== Tekst źródłowy ==

Stare rowery holenderskie (taki mam z korbą osadzaną na klin) mają ramiona korby osadzone pod kątem 90 stopniu do osi suportu. Teraz ramiona korby odstają pod pewnym kątem większym od 90 stopni i jakby dobrze policzyć odległości końca ramion korby od siebie (te przy pedałach) to może dałoby się założyć krótszy suport na wcisk. Mimo że mój rower ma ponad 20 lat, jest całkiem sprawny. Nie to, co te nowe rowery za 800 zł które się rozpadają po kilku miesiącach.

 

Są gumowe młotki, one mają wymienną końcówkę zrobioną z twardej gumy a reszta młotka jest ciężka.

 

Taki klin, nawet jeśli gwint jest trochę uszkodzony, radziłbym ratować a nie wymieniać. Oryginalny klin ma ściętą powierzchnię która jest dokładnie dopasowana do kąta ścięcia na osi suportu. Zamienniki mają tą powierzchnię ścięcia pod innym kątem w związku z czym kontakt między klinem a suportem jest tak mały, że ramię korby rusza się w stosunku do suportu i jazda jest bardzo nieprzyjemna. Jeśli tylko da się wkręcić nakrętkę, to usuńcie uszkodzoną końcówkę gwintu bo śruba jest wystarczająco długa i dalej używajcie ten klin. Klin zakłada się tylko jedna stroną do otworu. Jeśli go założysz do odwrotnej strony otworu to ramiona korby nie będą szły w linii. Zaznaczajcie czymś miejsce wsadzania klina przed jego zdjęciem, żeby nie pomylić tego, gdzie go ponownie założyć.

Odnośnik do komentarza
Udostępnij na innych stronach

 

 

Stare rowery holenderskie (taki mam z korbą osadzaną na klin) mają ramiona korby osadzone pod kątem 90 stopniu do osi suportu. Teraz ramiona korby odstają pod pewnym kątem większym od 90 stopni i jakby dobrze policzyć odległości końca ramion korby od siebie (te przy pedałach) to może dałoby się założyć krótszy suport na wcisk.

Nie bardzo rozumiem, co ma do rzeczy rozstaw pedałów?

Od długości wałka zależy linia łańcucha. W holendrach jest to trochę inaczej, ale w szosie np. do danej korby zalecana jest długość osi (przykładowo) 110 mm i wtedy uzyskuje się linię łańcucha 45 mm.

Mimo, że nie jestem autorem tematu, to jednak ośmielę się zapytać, czy wiesz gdzie można kupić maszynowe suporty wciskane o podobnej długości osi?

===

### Zadanie 1
Co według tekstu o klinach korby rowerowej należy zrobić przed zdjęciem klina?
Tekst i rekordy nie mają ze sobą żadnego związku.

== Materiały do ćwiczenia ==

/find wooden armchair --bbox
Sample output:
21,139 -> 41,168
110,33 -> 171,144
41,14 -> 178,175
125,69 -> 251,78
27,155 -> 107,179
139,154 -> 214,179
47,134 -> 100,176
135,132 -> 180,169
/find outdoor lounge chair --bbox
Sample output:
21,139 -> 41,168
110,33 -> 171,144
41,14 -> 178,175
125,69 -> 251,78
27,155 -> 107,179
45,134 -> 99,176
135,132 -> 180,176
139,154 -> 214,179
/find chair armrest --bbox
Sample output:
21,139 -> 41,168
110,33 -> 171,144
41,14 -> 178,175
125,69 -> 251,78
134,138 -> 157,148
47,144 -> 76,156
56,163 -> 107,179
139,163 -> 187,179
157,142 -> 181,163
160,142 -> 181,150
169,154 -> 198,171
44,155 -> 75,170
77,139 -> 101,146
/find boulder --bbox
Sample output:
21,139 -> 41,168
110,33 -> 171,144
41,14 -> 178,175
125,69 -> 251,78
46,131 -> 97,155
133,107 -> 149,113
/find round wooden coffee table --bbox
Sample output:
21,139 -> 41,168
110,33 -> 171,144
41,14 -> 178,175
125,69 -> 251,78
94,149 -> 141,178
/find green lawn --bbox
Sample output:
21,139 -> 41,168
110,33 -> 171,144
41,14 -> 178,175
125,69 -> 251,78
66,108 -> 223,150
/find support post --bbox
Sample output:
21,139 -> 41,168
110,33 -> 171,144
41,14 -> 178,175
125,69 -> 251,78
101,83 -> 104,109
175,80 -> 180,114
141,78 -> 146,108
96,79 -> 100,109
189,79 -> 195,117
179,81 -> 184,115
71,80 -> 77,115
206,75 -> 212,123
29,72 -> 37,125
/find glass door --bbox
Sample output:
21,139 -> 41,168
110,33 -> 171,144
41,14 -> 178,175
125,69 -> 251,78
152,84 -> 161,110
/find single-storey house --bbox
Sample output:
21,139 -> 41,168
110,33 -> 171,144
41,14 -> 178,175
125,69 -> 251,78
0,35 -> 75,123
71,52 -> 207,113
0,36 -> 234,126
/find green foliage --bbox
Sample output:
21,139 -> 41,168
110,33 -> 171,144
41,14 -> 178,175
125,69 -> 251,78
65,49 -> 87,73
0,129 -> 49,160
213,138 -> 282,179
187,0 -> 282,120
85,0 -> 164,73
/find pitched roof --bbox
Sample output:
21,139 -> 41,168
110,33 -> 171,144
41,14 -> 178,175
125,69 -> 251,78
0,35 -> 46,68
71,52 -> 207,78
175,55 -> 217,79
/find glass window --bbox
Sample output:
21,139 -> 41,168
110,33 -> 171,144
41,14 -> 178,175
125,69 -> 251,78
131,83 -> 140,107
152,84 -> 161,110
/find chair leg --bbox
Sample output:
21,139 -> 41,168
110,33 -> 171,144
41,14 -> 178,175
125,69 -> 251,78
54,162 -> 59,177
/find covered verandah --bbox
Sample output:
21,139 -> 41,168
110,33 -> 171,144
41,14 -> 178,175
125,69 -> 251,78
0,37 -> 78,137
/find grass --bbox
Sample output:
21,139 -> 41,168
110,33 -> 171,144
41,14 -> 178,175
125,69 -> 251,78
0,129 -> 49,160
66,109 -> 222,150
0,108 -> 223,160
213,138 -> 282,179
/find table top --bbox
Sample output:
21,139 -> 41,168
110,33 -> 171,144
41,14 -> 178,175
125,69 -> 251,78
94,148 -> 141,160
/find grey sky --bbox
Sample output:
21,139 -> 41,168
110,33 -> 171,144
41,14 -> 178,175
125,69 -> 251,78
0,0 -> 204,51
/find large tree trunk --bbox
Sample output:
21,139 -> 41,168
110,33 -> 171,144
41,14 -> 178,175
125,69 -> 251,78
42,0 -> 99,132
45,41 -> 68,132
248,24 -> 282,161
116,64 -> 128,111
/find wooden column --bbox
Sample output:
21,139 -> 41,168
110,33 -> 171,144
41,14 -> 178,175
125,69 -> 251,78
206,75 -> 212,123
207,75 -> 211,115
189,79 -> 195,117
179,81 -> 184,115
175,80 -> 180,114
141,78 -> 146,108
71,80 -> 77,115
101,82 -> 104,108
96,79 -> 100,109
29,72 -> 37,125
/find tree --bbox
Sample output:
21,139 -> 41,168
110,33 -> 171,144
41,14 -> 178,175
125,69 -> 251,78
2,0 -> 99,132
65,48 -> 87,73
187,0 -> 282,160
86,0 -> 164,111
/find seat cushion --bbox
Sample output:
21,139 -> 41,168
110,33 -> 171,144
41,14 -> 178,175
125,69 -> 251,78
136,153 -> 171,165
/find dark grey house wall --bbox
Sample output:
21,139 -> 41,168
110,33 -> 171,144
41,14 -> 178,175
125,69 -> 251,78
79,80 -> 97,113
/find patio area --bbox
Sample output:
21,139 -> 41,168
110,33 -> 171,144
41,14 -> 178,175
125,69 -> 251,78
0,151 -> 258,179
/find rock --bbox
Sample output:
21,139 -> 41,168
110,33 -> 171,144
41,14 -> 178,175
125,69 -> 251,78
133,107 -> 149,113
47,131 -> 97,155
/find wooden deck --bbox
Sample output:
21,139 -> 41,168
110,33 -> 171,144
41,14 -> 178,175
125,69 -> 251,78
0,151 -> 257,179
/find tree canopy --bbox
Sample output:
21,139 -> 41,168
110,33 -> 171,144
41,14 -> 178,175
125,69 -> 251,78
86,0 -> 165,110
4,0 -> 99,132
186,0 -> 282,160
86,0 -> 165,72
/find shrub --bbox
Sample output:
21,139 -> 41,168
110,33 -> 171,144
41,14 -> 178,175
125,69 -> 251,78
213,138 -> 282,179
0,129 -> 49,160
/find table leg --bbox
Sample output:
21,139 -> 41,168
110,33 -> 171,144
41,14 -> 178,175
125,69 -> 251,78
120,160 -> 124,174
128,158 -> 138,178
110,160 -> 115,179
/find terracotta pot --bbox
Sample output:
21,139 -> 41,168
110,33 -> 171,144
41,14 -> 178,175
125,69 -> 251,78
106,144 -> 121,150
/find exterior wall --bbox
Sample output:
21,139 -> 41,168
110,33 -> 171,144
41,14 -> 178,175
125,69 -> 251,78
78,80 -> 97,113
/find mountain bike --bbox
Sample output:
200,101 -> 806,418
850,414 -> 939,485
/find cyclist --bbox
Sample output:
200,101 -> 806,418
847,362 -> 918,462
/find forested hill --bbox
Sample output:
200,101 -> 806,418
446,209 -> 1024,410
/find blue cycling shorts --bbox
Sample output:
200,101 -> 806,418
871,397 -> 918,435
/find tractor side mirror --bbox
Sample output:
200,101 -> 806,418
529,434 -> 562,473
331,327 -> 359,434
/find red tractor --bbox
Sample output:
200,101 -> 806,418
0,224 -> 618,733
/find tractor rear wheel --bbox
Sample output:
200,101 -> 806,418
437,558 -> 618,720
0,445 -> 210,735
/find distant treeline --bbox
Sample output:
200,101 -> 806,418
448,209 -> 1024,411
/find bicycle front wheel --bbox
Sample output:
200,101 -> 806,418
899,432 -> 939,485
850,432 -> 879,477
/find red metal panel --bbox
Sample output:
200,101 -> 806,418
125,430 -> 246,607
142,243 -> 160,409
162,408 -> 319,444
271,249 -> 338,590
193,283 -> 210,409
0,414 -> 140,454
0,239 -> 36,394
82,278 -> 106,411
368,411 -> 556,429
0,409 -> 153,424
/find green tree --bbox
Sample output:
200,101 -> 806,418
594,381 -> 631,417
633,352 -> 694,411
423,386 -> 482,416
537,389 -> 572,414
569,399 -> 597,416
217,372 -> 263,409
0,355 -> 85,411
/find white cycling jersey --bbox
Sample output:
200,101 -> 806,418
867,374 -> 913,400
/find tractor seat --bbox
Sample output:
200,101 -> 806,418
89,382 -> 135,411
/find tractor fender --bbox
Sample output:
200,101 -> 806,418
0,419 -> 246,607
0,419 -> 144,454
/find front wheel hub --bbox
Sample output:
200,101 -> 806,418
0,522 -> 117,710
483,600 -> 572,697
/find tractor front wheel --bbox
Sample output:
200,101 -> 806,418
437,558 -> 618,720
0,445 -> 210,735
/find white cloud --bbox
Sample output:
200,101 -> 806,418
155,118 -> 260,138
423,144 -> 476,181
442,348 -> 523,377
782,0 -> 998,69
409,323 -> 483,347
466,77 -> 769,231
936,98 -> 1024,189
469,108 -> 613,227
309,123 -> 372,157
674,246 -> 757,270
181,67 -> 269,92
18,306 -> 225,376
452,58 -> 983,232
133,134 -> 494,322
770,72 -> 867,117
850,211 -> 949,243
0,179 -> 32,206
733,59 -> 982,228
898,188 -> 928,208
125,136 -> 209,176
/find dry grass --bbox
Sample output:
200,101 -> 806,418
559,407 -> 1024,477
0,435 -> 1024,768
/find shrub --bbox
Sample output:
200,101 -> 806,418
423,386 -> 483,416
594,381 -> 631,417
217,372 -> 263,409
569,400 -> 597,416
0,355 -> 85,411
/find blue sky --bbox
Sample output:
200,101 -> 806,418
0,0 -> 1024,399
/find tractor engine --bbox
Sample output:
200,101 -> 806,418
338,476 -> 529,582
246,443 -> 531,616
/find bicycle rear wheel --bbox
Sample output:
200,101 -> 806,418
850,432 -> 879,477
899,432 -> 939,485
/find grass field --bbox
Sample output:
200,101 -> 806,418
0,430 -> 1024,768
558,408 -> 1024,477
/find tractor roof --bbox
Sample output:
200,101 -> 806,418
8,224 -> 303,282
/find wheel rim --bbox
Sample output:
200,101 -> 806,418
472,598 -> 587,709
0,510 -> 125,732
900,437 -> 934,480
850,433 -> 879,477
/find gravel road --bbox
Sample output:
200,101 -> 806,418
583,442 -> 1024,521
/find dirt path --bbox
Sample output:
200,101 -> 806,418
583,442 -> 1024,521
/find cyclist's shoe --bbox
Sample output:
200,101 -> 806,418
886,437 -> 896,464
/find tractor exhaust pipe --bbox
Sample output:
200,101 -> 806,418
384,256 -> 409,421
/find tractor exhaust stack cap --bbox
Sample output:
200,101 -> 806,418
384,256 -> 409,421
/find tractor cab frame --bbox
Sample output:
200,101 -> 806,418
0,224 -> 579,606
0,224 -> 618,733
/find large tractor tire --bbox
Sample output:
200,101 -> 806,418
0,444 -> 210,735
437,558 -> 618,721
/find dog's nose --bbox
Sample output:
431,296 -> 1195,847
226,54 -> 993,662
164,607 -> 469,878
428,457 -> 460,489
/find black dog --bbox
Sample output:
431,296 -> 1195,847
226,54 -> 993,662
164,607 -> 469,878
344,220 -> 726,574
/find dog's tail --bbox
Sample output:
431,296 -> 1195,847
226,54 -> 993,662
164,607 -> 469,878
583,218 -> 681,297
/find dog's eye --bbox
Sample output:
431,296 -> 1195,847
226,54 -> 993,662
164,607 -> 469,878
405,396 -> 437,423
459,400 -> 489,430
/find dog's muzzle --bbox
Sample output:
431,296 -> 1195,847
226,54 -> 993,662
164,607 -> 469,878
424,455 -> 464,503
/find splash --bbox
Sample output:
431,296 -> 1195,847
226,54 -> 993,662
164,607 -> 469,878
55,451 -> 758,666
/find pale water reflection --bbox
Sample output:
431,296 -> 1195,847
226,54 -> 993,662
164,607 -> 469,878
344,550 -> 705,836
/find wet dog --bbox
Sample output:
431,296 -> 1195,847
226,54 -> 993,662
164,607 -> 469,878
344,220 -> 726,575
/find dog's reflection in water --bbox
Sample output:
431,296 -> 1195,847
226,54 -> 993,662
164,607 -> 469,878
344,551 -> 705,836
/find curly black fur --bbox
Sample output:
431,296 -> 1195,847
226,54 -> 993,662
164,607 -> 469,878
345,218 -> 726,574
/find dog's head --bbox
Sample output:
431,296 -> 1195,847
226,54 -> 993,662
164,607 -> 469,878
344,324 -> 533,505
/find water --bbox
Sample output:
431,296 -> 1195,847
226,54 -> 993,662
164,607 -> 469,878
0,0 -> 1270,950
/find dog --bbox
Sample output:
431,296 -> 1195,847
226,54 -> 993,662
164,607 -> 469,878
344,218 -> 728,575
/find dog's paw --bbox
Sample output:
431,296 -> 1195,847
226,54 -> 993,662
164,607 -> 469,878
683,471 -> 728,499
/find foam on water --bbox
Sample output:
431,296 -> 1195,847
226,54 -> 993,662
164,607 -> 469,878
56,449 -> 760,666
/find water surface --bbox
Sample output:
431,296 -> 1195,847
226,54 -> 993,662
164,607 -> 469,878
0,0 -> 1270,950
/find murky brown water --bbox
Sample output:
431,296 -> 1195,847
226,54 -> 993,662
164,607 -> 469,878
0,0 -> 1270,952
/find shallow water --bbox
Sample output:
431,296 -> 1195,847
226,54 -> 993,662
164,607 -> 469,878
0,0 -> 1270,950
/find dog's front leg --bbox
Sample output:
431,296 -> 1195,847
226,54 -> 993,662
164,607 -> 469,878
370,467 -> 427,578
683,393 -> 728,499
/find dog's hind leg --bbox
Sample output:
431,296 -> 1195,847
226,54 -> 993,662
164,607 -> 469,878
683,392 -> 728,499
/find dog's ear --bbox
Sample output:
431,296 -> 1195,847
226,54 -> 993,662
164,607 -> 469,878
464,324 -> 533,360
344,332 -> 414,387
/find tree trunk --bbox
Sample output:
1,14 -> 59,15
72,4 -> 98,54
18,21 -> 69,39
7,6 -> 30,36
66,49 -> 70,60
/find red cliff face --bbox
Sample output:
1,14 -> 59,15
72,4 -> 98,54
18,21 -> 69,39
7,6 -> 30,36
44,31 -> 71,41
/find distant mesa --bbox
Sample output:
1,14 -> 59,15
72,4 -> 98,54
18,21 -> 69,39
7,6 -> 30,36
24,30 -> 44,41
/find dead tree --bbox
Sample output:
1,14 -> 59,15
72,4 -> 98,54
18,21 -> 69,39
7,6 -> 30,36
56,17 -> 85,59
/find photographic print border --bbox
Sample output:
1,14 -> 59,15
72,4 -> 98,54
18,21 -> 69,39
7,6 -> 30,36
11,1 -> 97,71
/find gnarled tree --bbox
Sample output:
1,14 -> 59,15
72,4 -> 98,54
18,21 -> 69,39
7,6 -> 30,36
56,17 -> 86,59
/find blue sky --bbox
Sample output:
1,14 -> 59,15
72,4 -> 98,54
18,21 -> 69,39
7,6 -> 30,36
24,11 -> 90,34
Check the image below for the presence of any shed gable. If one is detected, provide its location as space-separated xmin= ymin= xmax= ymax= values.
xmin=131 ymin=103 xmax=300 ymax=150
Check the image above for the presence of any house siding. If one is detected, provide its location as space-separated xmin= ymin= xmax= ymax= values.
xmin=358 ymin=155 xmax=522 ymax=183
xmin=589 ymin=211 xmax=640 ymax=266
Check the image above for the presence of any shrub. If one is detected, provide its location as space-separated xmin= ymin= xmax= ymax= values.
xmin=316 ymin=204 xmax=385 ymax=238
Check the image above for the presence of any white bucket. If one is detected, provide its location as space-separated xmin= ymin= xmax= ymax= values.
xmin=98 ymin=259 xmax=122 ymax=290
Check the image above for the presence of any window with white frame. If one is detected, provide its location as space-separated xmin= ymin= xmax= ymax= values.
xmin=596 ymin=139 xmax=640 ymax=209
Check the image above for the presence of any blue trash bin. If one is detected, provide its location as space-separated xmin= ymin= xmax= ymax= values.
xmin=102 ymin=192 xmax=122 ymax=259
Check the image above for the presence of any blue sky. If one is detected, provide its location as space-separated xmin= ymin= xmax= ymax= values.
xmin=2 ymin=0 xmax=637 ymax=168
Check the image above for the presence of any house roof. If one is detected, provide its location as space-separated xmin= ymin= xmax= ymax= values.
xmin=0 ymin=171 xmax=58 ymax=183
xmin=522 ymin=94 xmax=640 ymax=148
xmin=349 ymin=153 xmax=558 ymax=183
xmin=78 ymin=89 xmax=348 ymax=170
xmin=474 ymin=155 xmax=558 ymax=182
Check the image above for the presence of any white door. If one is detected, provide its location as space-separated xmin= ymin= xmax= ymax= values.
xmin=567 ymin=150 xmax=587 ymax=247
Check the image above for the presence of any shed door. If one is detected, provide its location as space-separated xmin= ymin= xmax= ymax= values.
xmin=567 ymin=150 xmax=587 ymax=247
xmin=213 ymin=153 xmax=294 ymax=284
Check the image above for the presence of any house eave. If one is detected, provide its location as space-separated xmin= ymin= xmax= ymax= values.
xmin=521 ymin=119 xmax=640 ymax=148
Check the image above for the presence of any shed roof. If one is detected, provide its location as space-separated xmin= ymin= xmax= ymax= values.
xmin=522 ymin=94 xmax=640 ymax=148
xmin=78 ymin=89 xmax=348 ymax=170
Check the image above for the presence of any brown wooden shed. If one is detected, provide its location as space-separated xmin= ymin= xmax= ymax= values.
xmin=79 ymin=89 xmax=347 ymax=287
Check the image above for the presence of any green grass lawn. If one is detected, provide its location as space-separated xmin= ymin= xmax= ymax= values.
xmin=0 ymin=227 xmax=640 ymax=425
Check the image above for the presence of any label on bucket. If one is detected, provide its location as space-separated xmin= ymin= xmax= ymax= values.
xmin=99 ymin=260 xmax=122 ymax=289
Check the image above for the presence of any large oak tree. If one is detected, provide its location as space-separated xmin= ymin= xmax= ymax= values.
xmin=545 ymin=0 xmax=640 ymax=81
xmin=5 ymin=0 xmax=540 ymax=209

===

### Zadanie 2
Przedstaw jako listę numerowaną fragment rekordów od wiersza zawierającego „gnarled tree --bbox” do wiersza zawierającego „xmin=131 ymin=103 xmax=300 ymax=150” włącznie. Pomiń puste wiersze.

### Odpowiedź 1
Należy czymś zaznaczyć miejsce wsadzania klina, żeby nie pomylić, gdzie go ponownie założyć.

### Odpowiedź 2
1. /find gnarled tree --bbox
2. Sample output:
3. 1,14 -> 59,15
4. 72,4 -> 98,54
5. 18,21 -> 69,39
6. 7,6 -> 30,36
7. 56,17 -> 86,59
8. /find blue sky --bbox
9. Sample output:
10. 1,14 -> 59,15
11. 72,4 -> 98,54
12. 18,21 -> 69,39
13. 7,6 -> 30,36
14. 24,11 -> 90,34
15. Check the image below for the presence of any shed gable. If one is detected, provide its location as space-separated xmin= ymin= xmax= ymax= values.
16. xmin=131 ymin=103 xmax=300 ymax=150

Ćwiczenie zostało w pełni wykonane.